▶ _Objective 1_
From the SQLite thread, print the passage that begins at the words "So I see basic" and stops after "in binary format.".
▶ _Objective 2_
Please translate this sentence from the SQLite thread into French: "But I learned that you can easily dump SQLite to a text file - neat!"
begin Source excerpt
Isn't this a case for proper database servers with replication?
Or if it's an infrequent process done for dev purposes just shut down the application doing writes on the other side?
Just ssh the machine, dump the SQL and load it back into SQLite locally.
ssh username@server "sqlite3 my_remote_database.db .dump | gzip -c" | gunzip -c | sqlite3 my_local_database.db
Anyway I don't think the database file size was really an issue, it was a relatively big schema but not many indices and performance wasn't a big consideration - hence why the backend would concatenate query results into an XML file, then pass it through an xml->json converter, causing 1-2 second response times on most requests. I worked on a rewrite using Go where requests were more like 10-15 milliseconds.
But, I still used sqlite because that was actually a pretty good solution for the problem at hand; relatively low concurrency (up to 10 active simultaneous users), no server-side dependencies or installation needed, etc.
if retaining the snapshot file is of value, great.
I'd be a tiny bit surprised if rsync could recognize diffs in the dump, but it's certainly possible, assuming the dumper is "stable" (probably is because its walking the tables as trees). the amount of change detected by rsync might actually be a useful thing to monitor.
Why not just compress the whole database using `gzip` or `lz4` before rsyncing it instead? `zstd` works too but seems like it had a bug regarding compressing file with modified content.
better yet, split your sqlite file to smaller piece. it is not like it needs to contain all the app data in a single sqlite file.
So I see basic stuff needs to be repeated as people still miss those kinds of things.
But I learned that you can easily dump SQLite to a text file - neat!
My first try would've been to copy the db file first, gzip it and then transfer it but I can't tell whether compression will be that useful in binary format.
When is a guy supposed to get a coffee and stretch his legs anymore?
end Source excerpt
begin Record excerpts
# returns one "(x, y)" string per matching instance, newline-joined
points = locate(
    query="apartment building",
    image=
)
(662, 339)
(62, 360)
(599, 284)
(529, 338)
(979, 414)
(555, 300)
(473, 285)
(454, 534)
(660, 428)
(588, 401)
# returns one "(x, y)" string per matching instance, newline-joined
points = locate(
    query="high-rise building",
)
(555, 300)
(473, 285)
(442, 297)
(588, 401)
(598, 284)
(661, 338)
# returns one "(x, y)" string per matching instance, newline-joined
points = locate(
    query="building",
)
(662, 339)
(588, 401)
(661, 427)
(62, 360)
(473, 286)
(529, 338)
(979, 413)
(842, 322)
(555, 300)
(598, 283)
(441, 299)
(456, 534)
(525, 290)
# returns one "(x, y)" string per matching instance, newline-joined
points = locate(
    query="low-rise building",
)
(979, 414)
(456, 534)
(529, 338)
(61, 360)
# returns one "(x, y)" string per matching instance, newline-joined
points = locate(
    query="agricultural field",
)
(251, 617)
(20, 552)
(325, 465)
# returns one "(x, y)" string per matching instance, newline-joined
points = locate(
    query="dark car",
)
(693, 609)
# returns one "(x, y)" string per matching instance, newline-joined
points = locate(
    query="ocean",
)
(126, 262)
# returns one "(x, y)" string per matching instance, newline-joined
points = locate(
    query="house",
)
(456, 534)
end Record excerpts
▶ _Correct answer 1_
So I see basic stuff needs to be repeated as people still miss those kinds of things.
But I learned that you can easily dump SQLite to a text file - neat!
My first try would've been to copy the db file first, gzip it and then transfer it but I can't tell whether compression will be that useful in binary format.

▶ _Correct answer 2_
Mais j'ai appris qu'on peut facilement exporter SQLite dans un fichier texte, génial !